## Passage shown
====================

I have an object file compiled using gcc with -ffunction-sections option. I have access to the source file but iam not allowed to modify it.
file.c
void foo(void)
{
bar();
}
void bar(void)
{
abc();
}
What iam trying to achieve is to make all the references to bar take an absolute address(which I'll assign in the linker script) whereas bar will be placed at some other address by the linker.
A possible solution is to rename bar to file_bar without changing the call to bar inside foo(). I tried using objcopy -redefine-syms but it seems to rename even the calls to bar.
Solution provided by busybee solves the problem unless the functions are in the same compilation unit.

====================

## Raw data
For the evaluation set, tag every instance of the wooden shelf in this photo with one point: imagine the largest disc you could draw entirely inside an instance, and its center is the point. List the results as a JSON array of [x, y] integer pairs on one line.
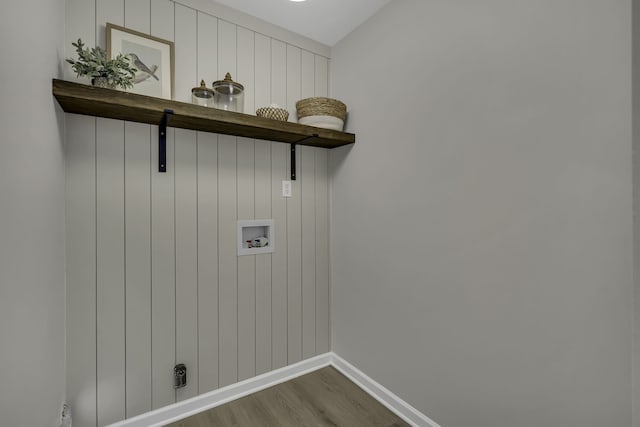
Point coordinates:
[[114, 104]]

====================

## Problems
A: List every function name that appears in the code for file.c in the gcc linking question.
B: Answer these about the gcc linking question:
(i) Which gcc option was used to compile the object file?
(ii) What new name is suggested for bar?
(iii) Which objcopy option was tried for the renaming?
C: Reproduce the stretch of the gcc linking question from "I have an object" through "void bar(void)".

## Written answers
A: foo, bar, abc

B:
(i) -ffunction-sections
(ii) file_bar
(iii) -redefine-syms

C:
I have an object file compiled using gcc with -ffunction-sections option. I have access to the source file but iam not allowed to modify it.
file.c
void foo(void)
{
bar();
}
void bar(void)